Extracted data entries

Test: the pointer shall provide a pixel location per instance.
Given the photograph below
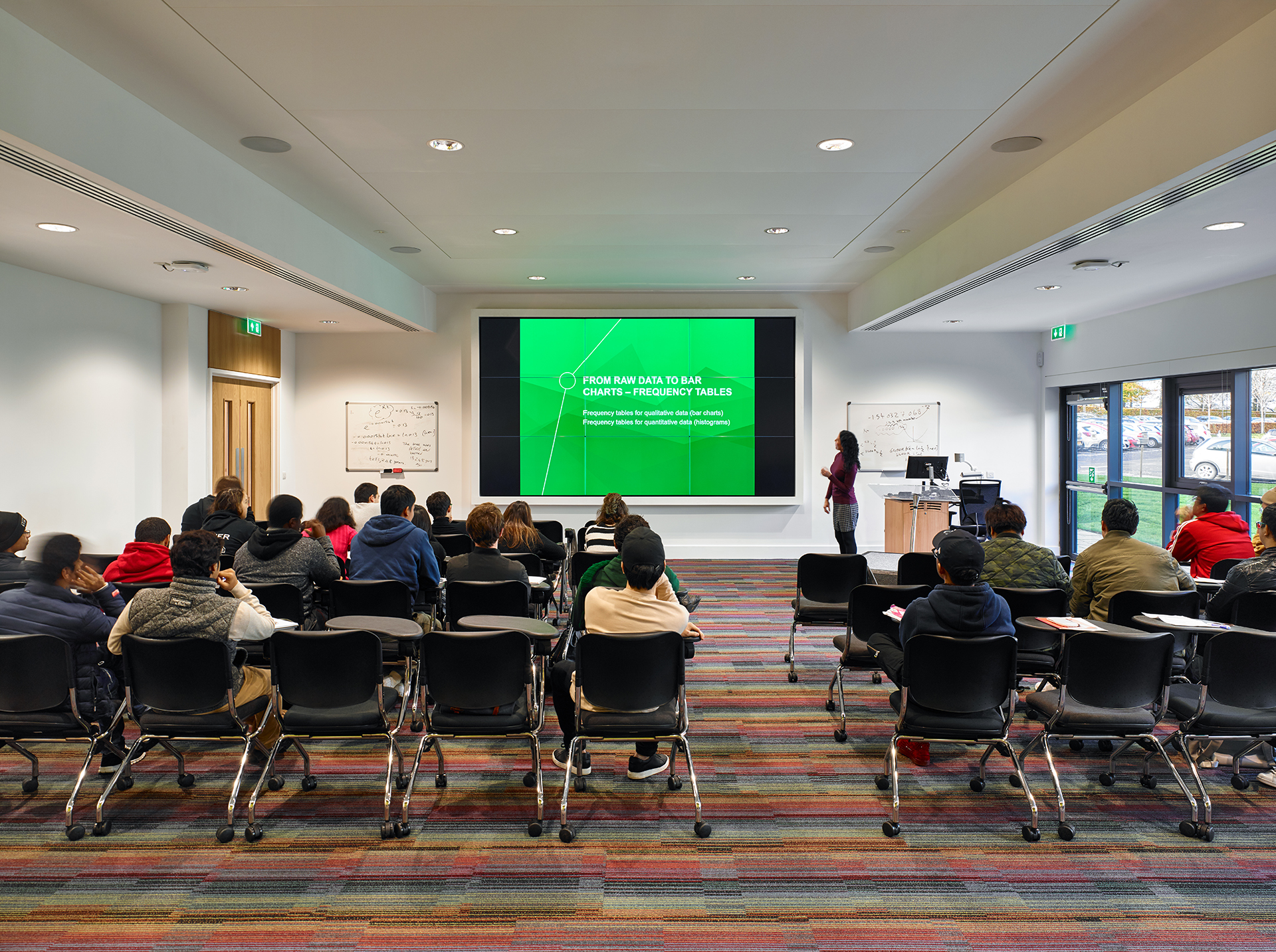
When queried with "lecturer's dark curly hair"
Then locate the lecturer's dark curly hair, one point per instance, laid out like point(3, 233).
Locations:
point(850, 450)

EXERCISE OBJECTIVE -
Whenever a line of the data includes the word "curly", show that line in full.

SOLUTION FOR THIS TASK -
When queried with "lecturer's dark curly hair"
Then locate the lecturer's dark curly hair, one point per instance, laid out like point(3, 233).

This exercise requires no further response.